From the material below, pull out word for word every line from the line with "roof in the photo above." through the last line of the material, including both. Leave the pictures out of your answer.
════════
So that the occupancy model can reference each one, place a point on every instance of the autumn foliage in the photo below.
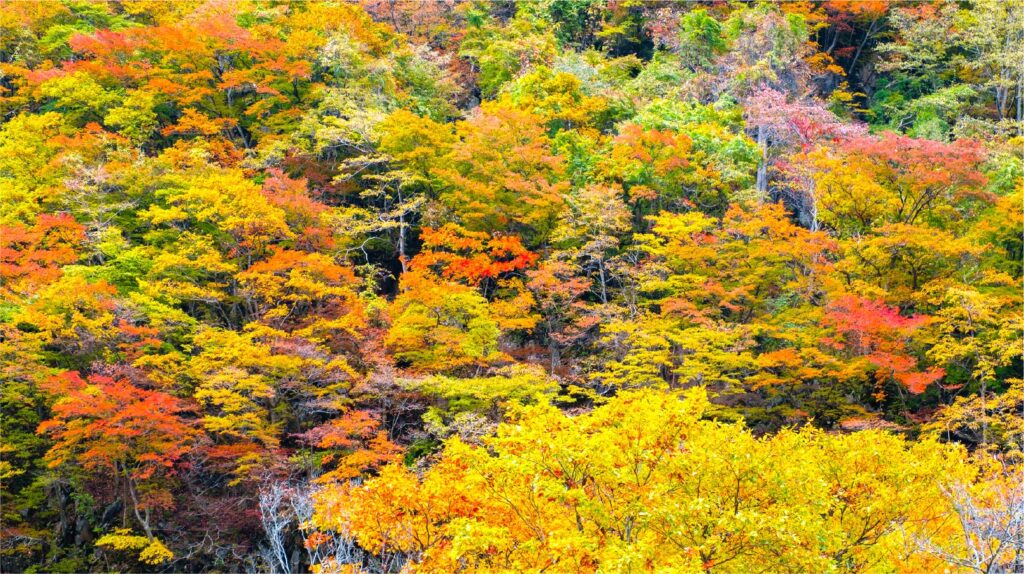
(477, 285)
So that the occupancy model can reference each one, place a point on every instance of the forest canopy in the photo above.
(485, 285)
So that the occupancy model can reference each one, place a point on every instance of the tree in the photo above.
(117, 430)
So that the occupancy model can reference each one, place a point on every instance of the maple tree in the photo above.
(484, 285)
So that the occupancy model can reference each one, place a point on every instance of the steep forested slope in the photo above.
(487, 285)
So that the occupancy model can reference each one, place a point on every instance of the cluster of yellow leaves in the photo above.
(643, 483)
(152, 552)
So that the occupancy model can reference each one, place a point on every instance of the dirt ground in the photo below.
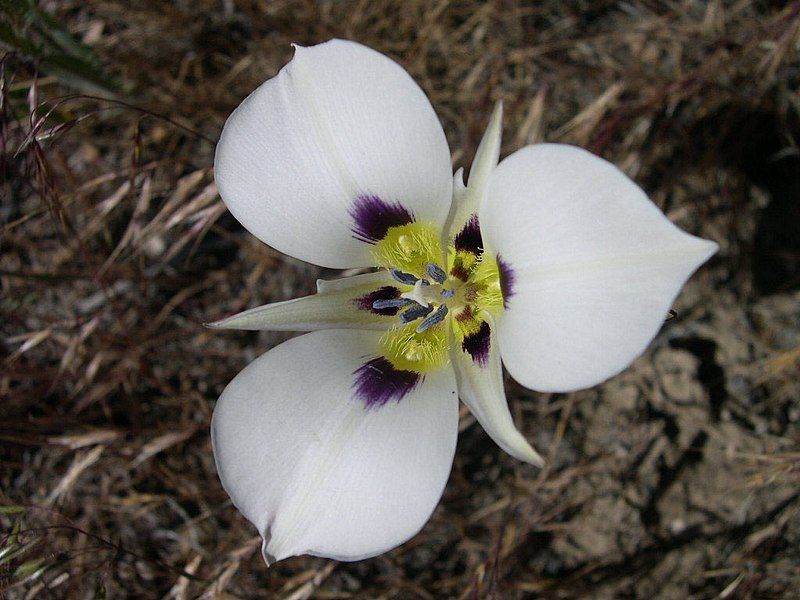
(679, 478)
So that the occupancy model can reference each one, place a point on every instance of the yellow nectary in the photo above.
(472, 289)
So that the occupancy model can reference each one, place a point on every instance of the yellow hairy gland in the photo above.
(409, 248)
(474, 281)
(423, 352)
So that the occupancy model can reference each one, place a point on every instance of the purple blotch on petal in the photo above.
(478, 344)
(378, 382)
(469, 238)
(507, 279)
(387, 292)
(372, 218)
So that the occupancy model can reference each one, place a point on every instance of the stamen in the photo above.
(414, 313)
(392, 303)
(431, 320)
(436, 272)
(406, 278)
(416, 294)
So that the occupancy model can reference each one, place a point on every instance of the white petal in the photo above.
(339, 122)
(480, 387)
(314, 469)
(467, 200)
(339, 304)
(596, 265)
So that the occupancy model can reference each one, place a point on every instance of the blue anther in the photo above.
(406, 278)
(433, 319)
(414, 313)
(436, 272)
(393, 303)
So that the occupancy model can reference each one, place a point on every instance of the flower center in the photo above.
(440, 294)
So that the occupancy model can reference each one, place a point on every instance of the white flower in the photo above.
(338, 443)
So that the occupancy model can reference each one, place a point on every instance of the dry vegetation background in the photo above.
(679, 478)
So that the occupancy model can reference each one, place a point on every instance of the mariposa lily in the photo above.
(338, 443)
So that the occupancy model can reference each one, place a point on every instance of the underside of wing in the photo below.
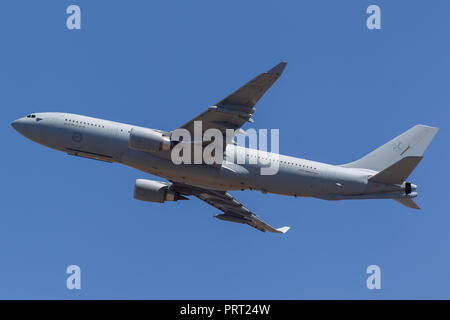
(233, 210)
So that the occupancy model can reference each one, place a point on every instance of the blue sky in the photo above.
(345, 91)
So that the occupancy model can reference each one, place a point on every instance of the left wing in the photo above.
(232, 209)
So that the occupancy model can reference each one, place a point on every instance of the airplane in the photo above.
(381, 174)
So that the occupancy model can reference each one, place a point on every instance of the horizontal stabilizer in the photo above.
(411, 143)
(283, 229)
(408, 202)
(398, 172)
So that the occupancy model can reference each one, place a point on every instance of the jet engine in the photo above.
(148, 140)
(155, 191)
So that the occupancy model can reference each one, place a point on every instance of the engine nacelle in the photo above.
(148, 140)
(155, 191)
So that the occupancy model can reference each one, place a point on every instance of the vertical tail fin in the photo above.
(411, 143)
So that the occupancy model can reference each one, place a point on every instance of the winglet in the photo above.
(278, 69)
(283, 229)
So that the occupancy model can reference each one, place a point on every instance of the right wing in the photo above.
(233, 210)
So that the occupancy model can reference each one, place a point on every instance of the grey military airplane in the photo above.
(381, 174)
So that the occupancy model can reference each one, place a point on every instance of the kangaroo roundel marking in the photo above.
(77, 137)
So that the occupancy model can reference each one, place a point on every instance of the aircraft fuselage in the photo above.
(109, 141)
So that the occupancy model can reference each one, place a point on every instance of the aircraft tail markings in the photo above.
(398, 172)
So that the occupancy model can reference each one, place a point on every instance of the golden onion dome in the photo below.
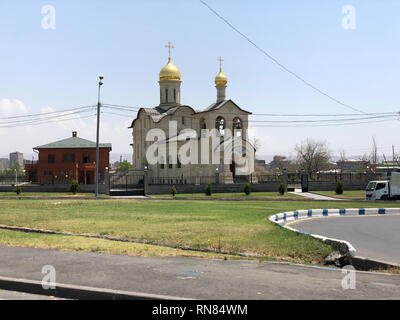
(170, 72)
(221, 79)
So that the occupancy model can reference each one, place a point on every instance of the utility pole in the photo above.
(97, 138)
(393, 153)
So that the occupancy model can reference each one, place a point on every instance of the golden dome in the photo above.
(221, 79)
(170, 72)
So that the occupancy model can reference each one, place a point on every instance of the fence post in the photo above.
(285, 179)
(107, 183)
(145, 182)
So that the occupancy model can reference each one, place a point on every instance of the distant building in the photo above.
(16, 157)
(69, 159)
(278, 162)
(4, 163)
(388, 166)
(352, 165)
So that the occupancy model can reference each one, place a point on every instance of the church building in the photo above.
(221, 115)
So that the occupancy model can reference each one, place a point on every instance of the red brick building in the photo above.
(69, 159)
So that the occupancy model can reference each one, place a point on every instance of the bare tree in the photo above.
(256, 144)
(313, 156)
(342, 159)
(374, 155)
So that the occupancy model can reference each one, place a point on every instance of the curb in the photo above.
(77, 292)
(342, 246)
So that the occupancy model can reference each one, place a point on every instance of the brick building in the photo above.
(69, 159)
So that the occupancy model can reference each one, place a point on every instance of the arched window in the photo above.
(203, 127)
(237, 127)
(220, 125)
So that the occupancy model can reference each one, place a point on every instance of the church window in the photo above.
(220, 125)
(162, 163)
(170, 162)
(237, 127)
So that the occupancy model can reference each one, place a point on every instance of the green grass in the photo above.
(73, 243)
(349, 194)
(253, 195)
(47, 194)
(229, 226)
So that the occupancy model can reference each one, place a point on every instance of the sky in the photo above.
(45, 70)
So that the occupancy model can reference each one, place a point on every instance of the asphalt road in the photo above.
(375, 237)
(195, 278)
(13, 295)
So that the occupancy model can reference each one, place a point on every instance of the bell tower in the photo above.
(170, 83)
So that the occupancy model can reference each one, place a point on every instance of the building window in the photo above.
(220, 125)
(69, 158)
(203, 127)
(51, 158)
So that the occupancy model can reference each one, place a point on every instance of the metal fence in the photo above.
(7, 181)
(183, 180)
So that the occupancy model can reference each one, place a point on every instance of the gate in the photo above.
(304, 182)
(297, 181)
(127, 183)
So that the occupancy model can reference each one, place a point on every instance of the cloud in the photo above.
(15, 107)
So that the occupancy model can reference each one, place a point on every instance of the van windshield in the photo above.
(371, 186)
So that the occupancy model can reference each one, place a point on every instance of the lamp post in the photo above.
(97, 137)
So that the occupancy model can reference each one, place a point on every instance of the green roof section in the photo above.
(73, 143)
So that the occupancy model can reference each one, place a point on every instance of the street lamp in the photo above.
(97, 137)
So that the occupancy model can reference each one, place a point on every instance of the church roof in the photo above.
(157, 113)
(218, 105)
(72, 143)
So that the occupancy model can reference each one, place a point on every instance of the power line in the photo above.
(320, 125)
(44, 113)
(393, 113)
(44, 122)
(30, 120)
(279, 63)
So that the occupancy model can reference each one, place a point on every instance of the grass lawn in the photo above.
(47, 194)
(72, 243)
(349, 194)
(229, 226)
(253, 195)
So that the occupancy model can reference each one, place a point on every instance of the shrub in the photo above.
(282, 189)
(208, 190)
(247, 189)
(339, 188)
(17, 190)
(173, 191)
(73, 186)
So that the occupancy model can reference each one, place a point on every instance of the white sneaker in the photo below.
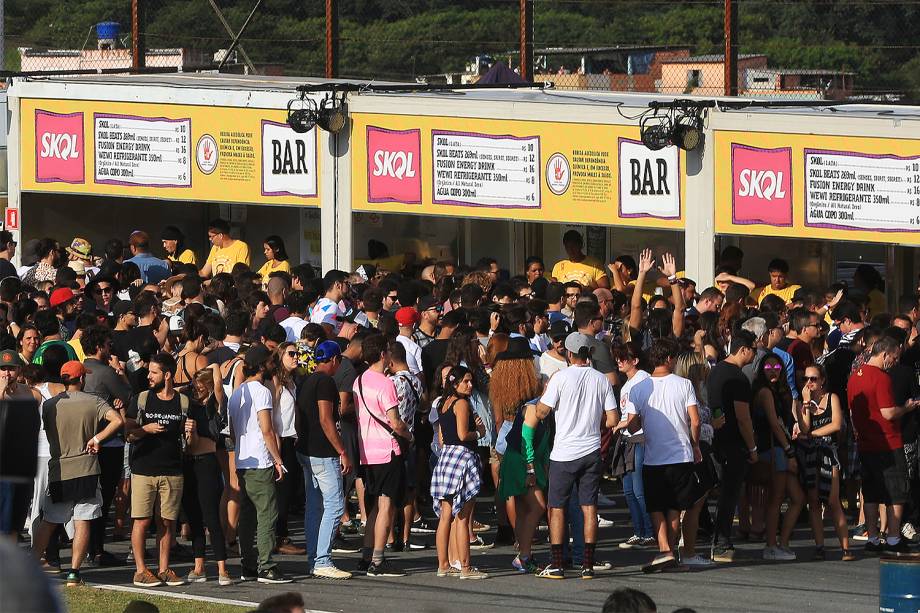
(777, 554)
(697, 561)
════════
Final answer —
So that the occupancy model can reference each one, place a point on every instance of the church roof in the photo above.
(157, 113)
(218, 105)
(72, 143)
So that the occupancy model can reference each one, place a point on every instance of the power line in the photo above.
(320, 125)
(44, 113)
(393, 113)
(44, 122)
(30, 120)
(279, 63)
So that the occupancy model can reference each one, place a point on every instance of the grass lawn in the photo above.
(47, 194)
(72, 243)
(349, 194)
(229, 226)
(253, 195)
So that the occupancy model can reference each one, place a point on every instance of the shrub in the photo above.
(282, 189)
(208, 190)
(247, 189)
(339, 188)
(17, 190)
(173, 191)
(73, 186)
So that the occupancy model can reference each one, place a point on every instance of the white sneaker in the photo below.
(777, 554)
(697, 561)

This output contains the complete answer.